## Çıkarılan Metin

· · ·

MediaCat

Otantik reklamcılık üzerine bir örnek olay incelemesi

Medina Turgul DDB Kreatif Direktörü Ahmet Terzioğlu, SXSW 2023’te kendisini en çok etkileyen 3 oturumu yazdı.

Otantik reklamcılık üzerine bir örnek olay incelemesi

Bu yıl dünyanın en büyük yaratıcılık festivallerinden SXSW’yu takip eden isimlerden biri de Medina Turgul DDB Kreatif Direktörü Ahmet Terzioğlu’ydu.

Geride kalan etkinliğin genel çerçevesinin analizi ve öne çıkan konuşma başlıkları için söz kendisinde.

Ahmet Terzioğlu

Otantik reklamcılık üzerine bir örnek olay incelemesi

Başlığı garipsediğinizi düşünüyorum. Garipsemelisiniz de… Bu başlığı yapay zekâlı bir bot aracılığıyla ürettim. Bot, eski SXSW panel başlıkları arasından anlamlı (?) başlıklar türetti. Tek tuşla yeni bir başlık hazır… Ürettiğim onlarcasının içinden en garibini seçtim. Kriterim en “reklamcılığa dair olup en az şey söyleyeni” seçmekti. SXSW gibi festivallerdeki eski oturum başlıklarını incelerseniz pek de bir şey söylemeyen ama söylüyor gibi davranan clickbait başlıkların yoğunlukta olduğunu görürsünüz. SXSW ile ilgili 2023 yılında sosyal medyada en çok konuşulan, dalga geçilen ve eleştirilen şeylerden biri de buydu: uçup kaçan ya da diğer 25 konuşma ile aynı şeyi farklı kelime kombinasyonlarıyla anlatan konuşmacılar.

· · ·

## Veri Kümesi İçeriği

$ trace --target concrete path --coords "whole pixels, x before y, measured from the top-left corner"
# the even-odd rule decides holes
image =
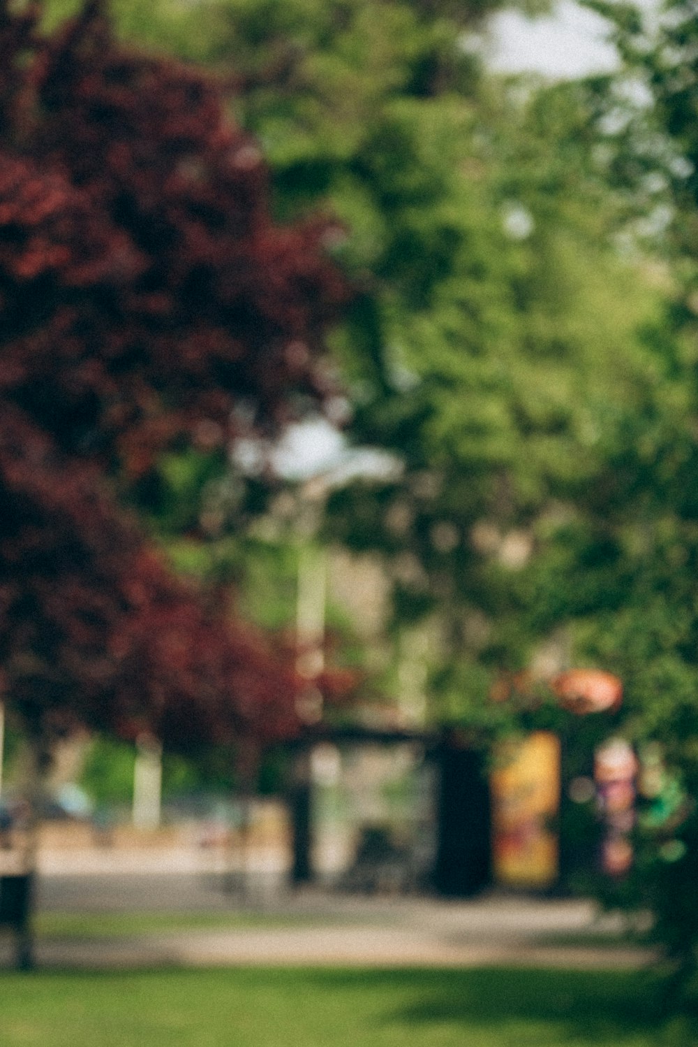
[[[44,912],[165,912],[220,915],[206,930],[138,936],[42,939],[38,961],[49,967],[235,966],[249,964],[565,967],[639,966],[646,949],[623,943],[618,916],[587,900],[491,894],[472,900],[367,897],[319,890],[292,892],[273,871],[251,878],[245,897],[223,890],[220,874],[177,862],[139,871],[48,872]],[[235,926],[236,916],[243,917]],[[226,920],[233,926],[226,926]],[[247,926],[249,925],[249,926]],[[0,963],[9,942],[0,945]]]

· · ·

## Yönergeler
[A] SXSW yazısında geçen bütün kişi, kurum ve etkinlik adlarını birer kez sıralayın.
[B] SXSW yazısına göre aşağıdaki soruları yanıtlayın.
(i) Ahmet Terzioğlu hangi kurumda hangi görevde bulunuyor?
(ii) Yazar, yazının başlığını hangi araçla üretti?
(iii) Yazar, ürettiği başlıklar arasından seçim yaparken hangi kritere uydu?
[C] SXSW yazısını son cümlesinden sonra kaldığı yerden sürdürün.

## Görevlere Göre Yanıtlar
[A]
MediaCat
Medina Turgul DDB
Ahmet Terzioğlu
SXSW

[B]
(i) Ahmet Terzioğlu, Medina Turgul DDB'de Kreatif Direktör olarak görev yapıyor.
(ii) Yazar başlığı yapay zekâlı bir bot aracılığıyla üretti.
(iii) Yazar, en “reklamcılığa dair olup en az şey söyleyeni” seçmeyi kriter edindi.

[C]
Geçtiğimiz günlerde Time dergisine yapay zekâ deneylerinin acil olarak durdurulması gerektiğini yazan, Friendly Artificial Intelligence konseptinin yaratıcısı Eliezer Yudkowsky’nin yapay zekâya dair endişelerini anlıyorum. Yapay zekânın gelişim hızının yarattığı ürkütücü paradigmal sıçrama potansiyeli beni de korkutuyor. Ama insanın yapay zekâ gibi davranarak ortaya attığı, FOMO tetikleyici clickbait başlıklarını, Papa’nın beyaz montlu ya da Trump’ın tutuklandığı fotoğraftan daha tehlikeli ve insanları kandırmaya yönelik buluyorum.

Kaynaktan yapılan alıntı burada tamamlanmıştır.